Collection entries
________________________________________

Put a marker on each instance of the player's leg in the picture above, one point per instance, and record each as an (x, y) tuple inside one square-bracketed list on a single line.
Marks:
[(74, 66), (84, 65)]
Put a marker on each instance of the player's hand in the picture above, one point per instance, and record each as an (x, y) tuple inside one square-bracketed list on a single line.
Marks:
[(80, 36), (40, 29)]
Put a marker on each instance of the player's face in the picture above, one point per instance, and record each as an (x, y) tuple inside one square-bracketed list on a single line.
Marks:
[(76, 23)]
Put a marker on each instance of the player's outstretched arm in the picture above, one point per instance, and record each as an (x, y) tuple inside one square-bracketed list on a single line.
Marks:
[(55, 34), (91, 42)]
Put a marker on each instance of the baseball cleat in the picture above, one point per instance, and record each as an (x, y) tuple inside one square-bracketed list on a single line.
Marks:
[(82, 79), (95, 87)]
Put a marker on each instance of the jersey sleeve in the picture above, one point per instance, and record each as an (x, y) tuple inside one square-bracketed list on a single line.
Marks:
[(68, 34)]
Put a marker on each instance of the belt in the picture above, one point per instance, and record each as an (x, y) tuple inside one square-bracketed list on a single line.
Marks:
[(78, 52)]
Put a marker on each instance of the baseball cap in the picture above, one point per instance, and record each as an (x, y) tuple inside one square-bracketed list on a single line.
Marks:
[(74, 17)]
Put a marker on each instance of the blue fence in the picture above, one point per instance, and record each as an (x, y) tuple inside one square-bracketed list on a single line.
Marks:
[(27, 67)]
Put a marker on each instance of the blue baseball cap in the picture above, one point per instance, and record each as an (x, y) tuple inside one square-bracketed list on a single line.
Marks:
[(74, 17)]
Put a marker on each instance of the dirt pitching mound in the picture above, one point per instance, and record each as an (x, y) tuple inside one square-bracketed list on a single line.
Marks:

________________________________________

DESCRIPTION OF THE TASK — Lay out every line of the listing above as a Markdown table with two columns, Row and Line. Number the rows in order and leave out any blank lines.

COMPLETED EXERCISE —
| Row | Line |
|---|---|
| 1 | Put a marker on each instance of the player's leg in the picture above, one point per instance, and record each as an (x, y) tuple inside one square-bracketed list on a single line. |
| 2 | Marks: |
| 3 | [(74, 66), (84, 65)] |
| 4 | Put a marker on each instance of the player's hand in the picture above, one point per instance, and record each as an (x, y) tuple inside one square-bracketed list on a single line. |
| 5 | Marks: |
| 6 | [(80, 36), (40, 29)] |
| 7 | Put a marker on each instance of the player's face in the picture above, one point per instance, and record each as an (x, y) tuple inside one square-bracketed list on a single line. |
| 8 | Marks: |
| 9 | [(76, 23)] |
| 10 | Put a marker on each instance of the player's outstretched arm in the picture above, one point per instance, and record each as an (x, y) tuple inside one square-bracketed list on a single line. |
| 11 | Marks: |
| 12 | [(55, 34), (91, 42)] |
| 13 | Put a marker on each instance of the baseball cleat in the picture above, one point per instance, and record each as an (x, y) tuple inside one square-bracketed list on a single line. |
| 14 | Marks: |
| 15 | [(82, 79), (95, 87)] |
| 16 | Put a marker on each instance of the jersey sleeve in the picture above, one point per instance, and record each as an (x, y) tuple inside one square-bracketed list on a single line. |
| 17 | Marks: |
| 18 | [(68, 34)] |
| 19 | Put a marker on each instance of the belt in the picture above, one point per instance, and record each as an (x, y) tuple inside one square-bracketed list on a single line. |
| 20 | Marks: |
| 21 | [(78, 52)] |
| 22 | Put a marker on each instance of the baseball cap in the picture above, one point per instance, and record each as an (x, y) tuple inside one square-bracketed list on a single line. |
| 23 | Marks: |
| 24 | [(74, 17)] |
| 25 | Put a marker on each instance of the blue fence in the picture above, one point per instance, and record each as an (x, y) tuple inside one square-bracketed list on a single line. |
| 26 | Marks: |
| 27 | [(27, 67)] |
| 28 | Put a marker on each instance of the blue baseball cap in the picture above, one point per instance, and record each as an (x, y) tuple inside one square-bracketed list on a single line. |
| 29 | Marks: |
| 30 | [(74, 17)] |
| 31 | Put a marker on each instance of the dirt pitching mound in the picture above, one point per instance, and record each as an (x, y) tuple inside one square-bracketed list on a single line. |
| 32 | Marks: |